YOUR INSTRUCTIONS:
Turn the data below into a numbered list, one line per item, skipping any blank lines and leaving out the pictures.

LISTED ENTRIES:
§ §
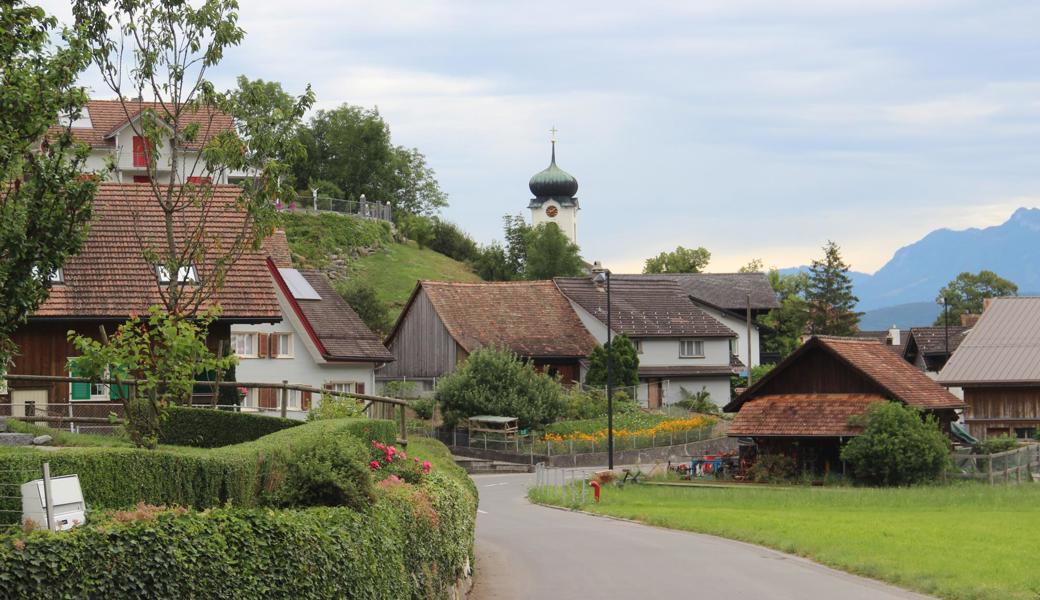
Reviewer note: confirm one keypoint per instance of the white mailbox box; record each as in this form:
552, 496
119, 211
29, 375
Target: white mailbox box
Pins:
67, 499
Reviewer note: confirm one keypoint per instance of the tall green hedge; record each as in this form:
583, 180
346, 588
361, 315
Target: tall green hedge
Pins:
§ §
RESULT FOR THIS EXERCISE:
1. Reviewer note: confirm one keypoint per instance of the white mailbox box; record each as in this form:
2. 552, 496
3. 119, 211
4. 29, 375
5. Target: white mailbox box
6. Pins:
7. 67, 499
8. Reviewer note: confirm one keypoint per instance of the tall green hedge; record each as in this form:
9. 583, 180
10. 346, 588
11. 361, 315
12. Target: tall green hedge
13. Pins:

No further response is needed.